- Work to complete:
Locate each line in the rows below that contains the string "flank", and copy those lines in full. Case counts.

- Material supplied:
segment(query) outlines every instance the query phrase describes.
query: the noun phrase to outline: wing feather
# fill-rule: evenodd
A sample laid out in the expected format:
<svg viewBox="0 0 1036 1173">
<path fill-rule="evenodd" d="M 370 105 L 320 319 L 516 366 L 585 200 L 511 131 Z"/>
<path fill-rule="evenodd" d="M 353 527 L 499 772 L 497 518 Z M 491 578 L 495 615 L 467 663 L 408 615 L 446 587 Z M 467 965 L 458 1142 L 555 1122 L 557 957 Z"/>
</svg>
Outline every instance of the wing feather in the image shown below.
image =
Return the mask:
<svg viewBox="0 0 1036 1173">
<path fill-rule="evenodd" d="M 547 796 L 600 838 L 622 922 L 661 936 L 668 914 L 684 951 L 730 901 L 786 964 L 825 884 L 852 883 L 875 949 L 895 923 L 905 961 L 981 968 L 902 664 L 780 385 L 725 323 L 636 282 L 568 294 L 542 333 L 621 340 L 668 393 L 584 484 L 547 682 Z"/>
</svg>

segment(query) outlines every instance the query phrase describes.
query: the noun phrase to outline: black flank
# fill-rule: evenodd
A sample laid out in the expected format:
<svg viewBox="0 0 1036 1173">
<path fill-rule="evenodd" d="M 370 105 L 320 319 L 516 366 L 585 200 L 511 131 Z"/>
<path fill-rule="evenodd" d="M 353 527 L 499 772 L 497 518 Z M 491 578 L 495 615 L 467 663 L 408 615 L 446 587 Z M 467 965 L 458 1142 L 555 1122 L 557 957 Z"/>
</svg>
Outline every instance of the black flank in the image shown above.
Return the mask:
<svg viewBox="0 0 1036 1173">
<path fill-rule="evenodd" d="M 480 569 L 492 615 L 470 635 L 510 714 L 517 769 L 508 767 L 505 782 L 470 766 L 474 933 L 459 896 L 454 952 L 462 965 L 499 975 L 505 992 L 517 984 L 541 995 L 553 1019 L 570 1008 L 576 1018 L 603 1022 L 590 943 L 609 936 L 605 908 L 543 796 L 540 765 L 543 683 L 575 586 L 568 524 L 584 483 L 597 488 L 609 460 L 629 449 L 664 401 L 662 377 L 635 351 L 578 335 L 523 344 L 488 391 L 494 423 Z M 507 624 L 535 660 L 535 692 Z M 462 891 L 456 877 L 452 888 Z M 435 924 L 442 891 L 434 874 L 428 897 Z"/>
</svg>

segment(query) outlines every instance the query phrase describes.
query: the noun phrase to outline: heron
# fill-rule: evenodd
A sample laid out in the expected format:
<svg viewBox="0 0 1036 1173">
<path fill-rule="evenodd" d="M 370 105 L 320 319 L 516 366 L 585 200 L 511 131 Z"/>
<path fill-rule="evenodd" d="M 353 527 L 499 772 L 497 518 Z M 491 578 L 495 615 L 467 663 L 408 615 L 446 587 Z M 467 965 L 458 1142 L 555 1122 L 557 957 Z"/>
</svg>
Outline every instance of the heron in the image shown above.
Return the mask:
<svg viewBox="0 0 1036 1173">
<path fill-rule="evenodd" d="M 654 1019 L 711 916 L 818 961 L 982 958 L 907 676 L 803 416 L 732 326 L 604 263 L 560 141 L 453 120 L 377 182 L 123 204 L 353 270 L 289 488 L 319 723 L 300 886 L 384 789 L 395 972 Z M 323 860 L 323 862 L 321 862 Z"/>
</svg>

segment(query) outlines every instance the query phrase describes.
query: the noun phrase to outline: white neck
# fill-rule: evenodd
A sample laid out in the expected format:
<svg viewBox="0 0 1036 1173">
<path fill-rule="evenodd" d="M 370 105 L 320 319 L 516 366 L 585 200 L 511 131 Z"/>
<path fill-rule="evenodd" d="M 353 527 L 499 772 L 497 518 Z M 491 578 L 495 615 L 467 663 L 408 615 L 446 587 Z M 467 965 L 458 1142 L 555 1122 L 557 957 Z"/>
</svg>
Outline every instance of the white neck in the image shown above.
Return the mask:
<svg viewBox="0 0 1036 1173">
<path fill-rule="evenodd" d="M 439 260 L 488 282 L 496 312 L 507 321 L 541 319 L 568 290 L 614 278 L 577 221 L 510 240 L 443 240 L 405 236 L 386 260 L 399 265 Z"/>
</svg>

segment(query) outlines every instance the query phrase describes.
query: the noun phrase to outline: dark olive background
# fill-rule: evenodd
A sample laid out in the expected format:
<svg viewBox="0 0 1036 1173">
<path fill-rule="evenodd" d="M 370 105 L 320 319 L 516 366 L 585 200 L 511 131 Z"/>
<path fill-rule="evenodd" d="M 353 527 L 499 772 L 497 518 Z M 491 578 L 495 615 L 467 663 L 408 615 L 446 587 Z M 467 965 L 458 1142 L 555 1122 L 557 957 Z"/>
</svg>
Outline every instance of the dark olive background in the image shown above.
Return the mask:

- Full solution:
query: the noun phrase to outline: black flank
Outline every instance of the black flank in the image shown above.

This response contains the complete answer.